**ARBEITSAUFTRAG**
Wann wurde Glyphosat laut dem Textauszug über den Streit um Glyphosat auf den Markt gebracht? Antworte bitte in wenigen Worten.

**TEXTAUSZUG**
»»

Streit um Pflanzengift und Krebs

Saarbrücken · Welche Risiken birgt das Unkrautvernichtungsmittel Glyphosat? Darüber wird auf EU-Ebene gestritten. Der Saar-Landtag hört dazu Verbände an. Auch Bürger sind zu der öffentlichen Anhörung eingeladen.

. Es geht um Geld, sehr viel Geld. Und es geht möglicherweise um die Gesundheit von Millionen Menschen weltweit. Im Zentrum der Auseinandersetzung steht das effektivste Pflanzengift der Welt, das Glyphosat. Anfang der 1970er Jahre vom Chemieriesen Monsanto auf den Markt gebracht, ist es heute in der konventionellen Landwirtschaft quasi unverzichtbar. Hunderttausende Tonnen Glyphosat werden jährlich in den großen Feldanbauregionen der USA und Chinas ausgebracht, um Unkräuter zu vernichten. Ohne dieses Mittel müssten riesige Flächen unter den Pflug genommen werden, um der unerwünschten Sprößlinge Herr zu werden. Was die Klimabilanz sehr negativ belasten würde, sagen Agrarexperten.

««

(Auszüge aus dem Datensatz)
»»

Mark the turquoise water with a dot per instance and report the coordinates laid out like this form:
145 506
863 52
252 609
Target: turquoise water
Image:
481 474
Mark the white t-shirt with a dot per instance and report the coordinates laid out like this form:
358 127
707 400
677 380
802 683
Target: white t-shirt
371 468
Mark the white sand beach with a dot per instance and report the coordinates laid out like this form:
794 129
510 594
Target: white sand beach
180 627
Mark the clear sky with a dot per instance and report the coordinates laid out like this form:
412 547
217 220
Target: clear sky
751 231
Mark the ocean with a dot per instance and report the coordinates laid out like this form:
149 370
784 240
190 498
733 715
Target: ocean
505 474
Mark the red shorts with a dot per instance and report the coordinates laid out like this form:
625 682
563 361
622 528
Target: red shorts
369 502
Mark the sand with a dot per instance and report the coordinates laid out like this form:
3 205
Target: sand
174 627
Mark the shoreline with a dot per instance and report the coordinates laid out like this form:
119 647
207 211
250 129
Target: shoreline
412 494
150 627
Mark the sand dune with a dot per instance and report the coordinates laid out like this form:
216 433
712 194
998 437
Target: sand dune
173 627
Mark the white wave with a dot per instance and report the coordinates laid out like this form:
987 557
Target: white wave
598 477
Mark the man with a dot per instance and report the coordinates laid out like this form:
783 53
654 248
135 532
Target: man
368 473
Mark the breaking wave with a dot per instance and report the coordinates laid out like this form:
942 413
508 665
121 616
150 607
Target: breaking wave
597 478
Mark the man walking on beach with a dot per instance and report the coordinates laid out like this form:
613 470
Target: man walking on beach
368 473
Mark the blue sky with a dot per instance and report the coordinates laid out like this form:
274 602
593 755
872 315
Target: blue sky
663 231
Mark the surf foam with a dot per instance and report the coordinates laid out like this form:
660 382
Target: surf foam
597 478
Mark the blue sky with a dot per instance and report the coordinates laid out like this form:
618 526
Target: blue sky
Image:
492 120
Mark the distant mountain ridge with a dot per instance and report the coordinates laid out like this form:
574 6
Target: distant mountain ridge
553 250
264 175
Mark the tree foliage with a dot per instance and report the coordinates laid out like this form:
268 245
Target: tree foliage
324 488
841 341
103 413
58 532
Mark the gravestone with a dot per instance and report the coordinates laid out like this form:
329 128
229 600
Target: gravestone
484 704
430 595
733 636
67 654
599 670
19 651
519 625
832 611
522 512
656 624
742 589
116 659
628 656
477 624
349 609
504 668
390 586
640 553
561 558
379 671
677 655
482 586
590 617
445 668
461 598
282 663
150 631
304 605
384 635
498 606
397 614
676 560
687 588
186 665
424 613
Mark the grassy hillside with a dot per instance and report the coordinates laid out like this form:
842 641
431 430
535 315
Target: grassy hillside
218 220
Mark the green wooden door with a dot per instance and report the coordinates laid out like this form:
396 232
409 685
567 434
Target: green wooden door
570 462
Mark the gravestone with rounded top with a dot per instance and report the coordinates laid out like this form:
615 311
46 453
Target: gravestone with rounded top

««

**LÖSUNG**
Anfang der 1970er Jahre.